----- SUPPLIED RECORDS

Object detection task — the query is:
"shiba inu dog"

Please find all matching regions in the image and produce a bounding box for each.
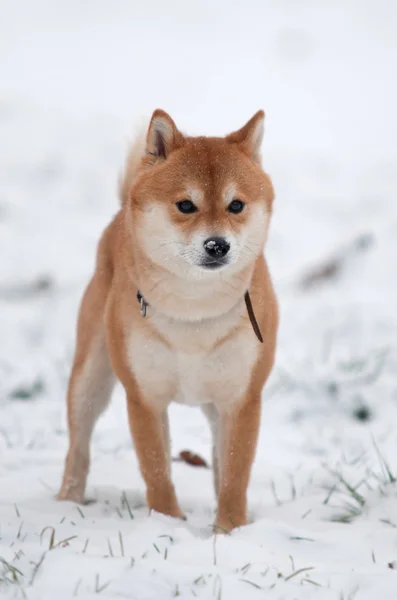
[57,109,278,532]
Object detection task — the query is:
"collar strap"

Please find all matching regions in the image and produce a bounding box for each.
[136,291,149,318]
[244,291,263,343]
[136,289,263,343]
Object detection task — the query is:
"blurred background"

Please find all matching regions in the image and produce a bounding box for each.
[1,1,397,595]
[1,0,396,423]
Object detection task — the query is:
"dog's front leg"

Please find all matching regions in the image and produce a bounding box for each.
[106,302,183,520]
[215,395,261,533]
[126,390,184,520]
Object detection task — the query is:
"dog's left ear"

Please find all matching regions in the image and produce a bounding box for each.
[146,109,184,161]
[226,110,265,164]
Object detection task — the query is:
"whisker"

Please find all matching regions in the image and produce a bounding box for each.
[151,240,185,253]
[244,243,260,257]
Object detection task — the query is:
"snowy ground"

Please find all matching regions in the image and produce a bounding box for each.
[1,1,397,598]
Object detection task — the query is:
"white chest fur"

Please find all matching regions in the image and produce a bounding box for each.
[126,301,260,410]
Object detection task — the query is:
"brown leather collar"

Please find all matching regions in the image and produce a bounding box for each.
[137,289,263,343]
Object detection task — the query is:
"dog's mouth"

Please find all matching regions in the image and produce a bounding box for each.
[198,258,230,270]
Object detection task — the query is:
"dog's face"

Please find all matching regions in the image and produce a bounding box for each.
[131,110,274,279]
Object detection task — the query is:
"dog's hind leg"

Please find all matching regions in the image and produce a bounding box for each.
[57,275,115,504]
[202,404,221,498]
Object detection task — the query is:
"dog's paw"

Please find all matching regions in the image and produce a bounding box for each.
[149,503,186,521]
[57,486,85,505]
[147,488,185,521]
[214,514,247,534]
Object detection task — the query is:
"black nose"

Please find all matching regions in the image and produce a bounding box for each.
[203,237,230,258]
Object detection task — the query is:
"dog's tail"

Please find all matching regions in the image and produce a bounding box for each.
[119,124,147,206]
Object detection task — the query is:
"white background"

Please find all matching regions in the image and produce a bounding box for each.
[1,1,397,598]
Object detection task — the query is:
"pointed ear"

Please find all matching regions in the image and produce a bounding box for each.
[226,110,265,164]
[146,109,184,160]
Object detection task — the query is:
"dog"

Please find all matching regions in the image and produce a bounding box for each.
[57,109,278,532]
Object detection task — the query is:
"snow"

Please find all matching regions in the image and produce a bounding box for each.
[1,0,397,598]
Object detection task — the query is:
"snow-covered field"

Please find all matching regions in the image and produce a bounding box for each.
[1,1,397,598]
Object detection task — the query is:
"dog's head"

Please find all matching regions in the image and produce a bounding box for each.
[130,110,274,279]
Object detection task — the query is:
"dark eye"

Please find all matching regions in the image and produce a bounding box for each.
[176,200,198,214]
[228,200,245,214]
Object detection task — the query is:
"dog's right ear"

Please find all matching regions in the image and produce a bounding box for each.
[146,109,184,161]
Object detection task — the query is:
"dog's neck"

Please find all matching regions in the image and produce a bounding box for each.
[130,247,255,323]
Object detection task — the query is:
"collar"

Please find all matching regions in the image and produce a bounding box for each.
[136,290,149,318]
[136,289,263,343]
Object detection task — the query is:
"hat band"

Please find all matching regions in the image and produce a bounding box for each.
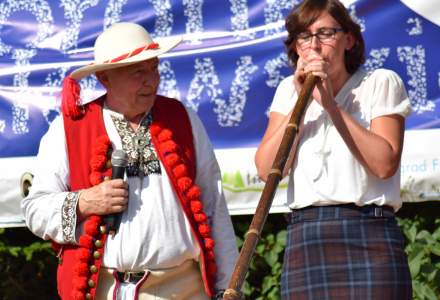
[100,42,160,64]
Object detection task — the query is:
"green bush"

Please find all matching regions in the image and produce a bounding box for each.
[0,207,439,300]
[0,227,57,299]
[397,216,440,300]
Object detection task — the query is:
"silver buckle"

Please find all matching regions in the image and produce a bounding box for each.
[374,207,383,217]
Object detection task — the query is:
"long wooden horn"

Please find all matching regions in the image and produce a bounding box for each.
[223,74,319,300]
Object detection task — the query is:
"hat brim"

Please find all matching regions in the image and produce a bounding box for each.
[70,35,182,80]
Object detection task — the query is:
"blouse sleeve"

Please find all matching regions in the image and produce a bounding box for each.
[270,75,297,115]
[370,69,412,119]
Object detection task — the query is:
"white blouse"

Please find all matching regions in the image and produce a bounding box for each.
[270,68,412,211]
[21,105,238,290]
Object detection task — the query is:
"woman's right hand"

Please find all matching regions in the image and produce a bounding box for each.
[293,55,334,109]
[77,179,129,221]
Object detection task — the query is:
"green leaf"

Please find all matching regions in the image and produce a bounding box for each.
[412,280,424,300]
[264,250,279,267]
[407,223,418,243]
[416,230,435,246]
[267,286,281,300]
[262,275,277,294]
[432,227,440,241]
[420,281,438,300]
[430,242,440,257]
[409,245,426,277]
[276,230,287,245]
[420,264,438,282]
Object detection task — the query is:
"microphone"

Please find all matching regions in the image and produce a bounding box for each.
[106,149,128,235]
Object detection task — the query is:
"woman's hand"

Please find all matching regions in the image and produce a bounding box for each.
[77,178,129,221]
[293,54,335,110]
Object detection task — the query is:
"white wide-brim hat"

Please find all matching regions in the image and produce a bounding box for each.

----------

> WORK ITEM: Repeat every record precisely. Any picture among them stays out of the copy.

> WRITTEN RESPONSE:
Object detection task — the query is:
"shiba inu dog"

Please find all matching regions in the image and produce a bounding box for each.
[57,109,278,532]
Object detection task — the query is:
"collar strap"

Please find all matching regions in the image and produce a bounding box for each.
[136,291,149,318]
[244,291,263,343]
[136,289,263,343]
Object detection task — the query is:
"blurred background"

Please find all matching regions in the image and produce a bounding box for each.
[1,1,397,595]
[1,0,396,423]
Object detection task — the query is:
"dog's front leg"

Please find all matching regions in the image and produce a bounding box for each.
[106,302,183,520]
[215,395,261,533]
[126,390,184,520]
Object detection task — the query is:
"dog's left ear"

Please find all matching regions in the image and produce a bounding box for each.
[146,109,184,161]
[226,110,265,164]
Object detection task — the query is:
"whisker"

Please find all matching regions in the image and produce a bounding box for each.
[151,240,185,253]
[244,243,260,257]
Object detection task — the query is:
"snowy ground"

Please find all matching regions in the image and produce a bounding box for each.
[1,1,397,598]
Object detection task — the query is:
"white chest fur"

Please find all matching regions in the image and produce a bounding box for each.
[126,301,260,410]
Object detection task — the query is:
"brown leather collar"

Please find all matching regions in the image and produce a bounding box for each.
[137,289,263,343]
Object detection task — the query is:
"dog's mouth"

Please find all matching regions in the image and produce a bounding box for each.
[198,258,230,270]
Object detection task — the query is:
"dog's face"

Please find all matching regions in the image and produce a bounding box for each.
[131,110,274,279]
Object detection task — the query is:
"dog's hind leg"

Please find all matching regions in the image and produce a bounding box for each.
[57,275,115,504]
[202,404,221,498]
Object detection task — the query is:
"dog's paw"

Please find all matching regions in the image and produce a bounding box for each.
[149,503,186,521]
[57,486,85,505]
[147,488,185,521]
[214,514,247,534]
Object detection task — the query is:
"black nose"

Please find all matching regions in the image and produce a bounding box for each.
[203,237,230,258]
Object detection task — the query is:
"dog's tail"

Please find all matching regions in the image and produce a bounding box for each.
[119,124,147,206]
Object detection task — the query is:
"white background"

Please find all matching regions in the image and produce a bounding box for each.
[1,1,397,598]
Object detection task — the query is:
"pointed ear"

Please find all matching regions in the image and produce a bounding box for each.
[226,110,265,164]
[146,109,184,160]
Object detection task — the query is:
"dog"

Please find all matching regions in the image and produce a bounding box for each.
[57,109,278,532]
Object detection task — the query is:
"snow"

Please find all matching regions in the image and produce a bounding box for each.
[1,0,397,598]
Object detection task — the query is:
"snow-covered field"

Please find all matching regions in the image and produce a bounding box for each.
[1,1,397,598]
Object detection task — the query is:
"dog's head"

Please find all matching regions in the image and produce a bounding box for each.
[130,110,274,279]
Object detection task — the query is:
"dark eye"

Please find all matching regions in the image and produce a bounding box for each.
[176,200,198,214]
[228,200,245,214]
Object detection task — the query is:
"dog's right ear"

Please find all matching regions in the image and produce a bounding box for each.
[146,109,184,161]
Object detection task — the query is:
"dog's neck"

Please find all matching regions in the image and produce a bounding box for each.
[130,247,255,323]
Object detection task — the query is:
"collar"

Please find all matching regions in the image and produce a bounding box for each.
[136,290,149,318]
[136,289,263,343]
Object detection task — the query is:
"hat band"

Please find all matching regions in the image and produce a bounding box for each.
[100,42,160,64]
Object detection task — the query is:
"green bush"

Please find all matching regions in the image and produce a bounding box for each.
[0,207,439,300]
[0,227,57,299]
[397,216,440,300]
Object detection task — the query is:
"silver buckle"

Please find all matching regions in the image and produce a bounding box for each.
[374,207,383,217]
Object detection task — the query is:
"long wooden horn"

Please find all matching regions in the image and produce a bounding box for each.
[223,74,319,300]
Object detection task — the query is:
"hat brim"

Please find all matching regions in the image and produce a bounding box for each.
[70,35,182,80]
Object detection task — the query is:
"blouse sleeve"

Please find all matching regions in the image and produce a bounding box for each.
[270,75,297,115]
[370,69,412,119]
Object detection task — the query is:
"white blouse"

Please find all matching regions in the image and produce a bounding box for each.
[270,68,412,211]
[21,105,238,290]
Object detection task — the query is:
"woman's right hand"

Please find all matching regions in the image and produce a bounding box for each.
[293,55,334,109]
[77,179,129,221]
Object detection task — the query is:
"green leaf"

Please find all matching regions in the image and produce a bounding box for each.
[412,280,424,300]
[264,250,279,267]
[407,223,418,243]
[416,230,435,246]
[267,286,281,300]
[262,275,277,294]
[432,227,440,241]
[420,281,438,300]
[430,242,440,257]
[409,245,426,277]
[276,230,287,245]
[420,264,438,282]
Object detection task — the query is:
"microphone"

Please find all matching regions in the image and produce a bounding box for each.
[106,149,128,235]
Object detection task — the query is:
"woman's hand"

Please find all matching regions in the image and produce a bounding box for each.
[77,178,129,221]
[293,54,335,110]
Object detection task — the query is:
"white wide-brim hat"

Please find all matching regions in the image and produce a bounding box for each.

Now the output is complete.